------ Listed entries ------

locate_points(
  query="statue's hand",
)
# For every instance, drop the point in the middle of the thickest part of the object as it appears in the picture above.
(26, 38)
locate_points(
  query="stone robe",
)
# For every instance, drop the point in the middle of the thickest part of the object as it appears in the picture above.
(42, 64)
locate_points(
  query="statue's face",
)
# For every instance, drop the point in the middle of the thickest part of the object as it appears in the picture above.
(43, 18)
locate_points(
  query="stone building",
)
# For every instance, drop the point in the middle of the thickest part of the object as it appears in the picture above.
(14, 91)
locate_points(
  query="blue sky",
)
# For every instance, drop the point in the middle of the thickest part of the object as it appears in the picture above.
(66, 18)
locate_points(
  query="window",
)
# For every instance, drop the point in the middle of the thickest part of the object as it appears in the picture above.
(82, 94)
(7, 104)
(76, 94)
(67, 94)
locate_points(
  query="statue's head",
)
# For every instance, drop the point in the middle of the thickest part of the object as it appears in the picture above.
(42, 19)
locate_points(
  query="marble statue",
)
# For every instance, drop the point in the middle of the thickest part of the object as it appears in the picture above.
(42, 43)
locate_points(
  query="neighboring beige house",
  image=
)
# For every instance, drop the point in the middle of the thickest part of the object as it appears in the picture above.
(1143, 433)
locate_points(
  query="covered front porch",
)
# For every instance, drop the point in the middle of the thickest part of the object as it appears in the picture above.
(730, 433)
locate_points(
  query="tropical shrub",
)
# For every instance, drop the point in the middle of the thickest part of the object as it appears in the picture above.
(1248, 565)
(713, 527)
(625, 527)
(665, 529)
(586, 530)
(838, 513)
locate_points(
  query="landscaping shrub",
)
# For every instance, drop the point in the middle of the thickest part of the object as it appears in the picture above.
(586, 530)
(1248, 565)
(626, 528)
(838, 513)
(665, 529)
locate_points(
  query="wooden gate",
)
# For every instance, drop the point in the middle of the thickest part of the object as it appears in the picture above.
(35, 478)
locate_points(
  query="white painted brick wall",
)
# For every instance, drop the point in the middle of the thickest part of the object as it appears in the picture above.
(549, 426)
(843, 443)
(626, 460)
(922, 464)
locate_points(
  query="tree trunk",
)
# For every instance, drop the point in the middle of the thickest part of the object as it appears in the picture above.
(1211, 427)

------

Return every entry exactly as given.

locate_points(
  query="statue's hand",
)
# For every instance, drop the point in the middle of the thickest part of the object as it appears in the picture above.
(26, 38)
locate_points(
  query="stone robe",
)
# For every instance, drop the point in the middle of the thickest part of the object as it appears in the picture above.
(42, 64)
locate_points(
  query="statue's face",
)
# For every instance, drop the point in the middle of the thickest part of the object as it appears in the picture above.
(43, 18)
locate_points(
  query="stone building",
)
# For every instance, drop the point in the middle of the thickest part of the object as it appears in the picture above.
(14, 91)
locate_points(
  query="blue sky",
)
# For every instance, drop the point in the middle of the thickest part of the object as it appears in the picture above.
(66, 18)
locate_points(
  query="window",
)
# For every instance, drop the point in the middle of the thickest part of the object as it appears in the picture above.
(82, 94)
(7, 104)
(76, 94)
(67, 94)
locate_points(
  query="statue's head",
)
# For every instance, drop the point in the middle of the thickest part of the object as it appears in the picture above.
(42, 19)
locate_points(
  query="marble statue",
)
# For every instance, drop the point in the middle of the thickest part of the object as it appears in the picture above.
(42, 43)
locate_points(
  query="neighboring beige house",
  image=
)
# For every instance, drop the point in the middle of the thickest part of the object as it appears in the picture above.
(1143, 433)
locate_points(
  query="covered front porch",
)
# For every instance, drop the point in the middle of the thickest part of the object as it appears in the picture above.
(730, 433)
locate_points(
  query="tropical shrub",
)
# For every instance, drop the point in the middle of the thickest part of the object as it appears in the picture above.
(1248, 565)
(713, 527)
(625, 527)
(665, 529)
(586, 530)
(838, 513)
locate_points(
  query="landscaping shrub",
)
# For every instance, drop the point in the middle of the thickest part of the object as it appears in the picture above.
(586, 530)
(1248, 565)
(626, 528)
(838, 513)
(665, 529)
locate_points(
  query="wooden gate",
)
# For every instance, drop the point in the middle of the thickest part of the object as it appears in the picture above.
(35, 478)
locate_points(
  query="white painted brick wall",
)
# For every instance, drop the point in the middle of the thickest part of the object as it appears in the picture above.
(549, 426)
(843, 443)
(626, 460)
(922, 464)
locate_points(
  query="tree trunk",
)
# For every instance, drop the point in the middle of the thickest part of the object as it appears in the picture above.
(1211, 427)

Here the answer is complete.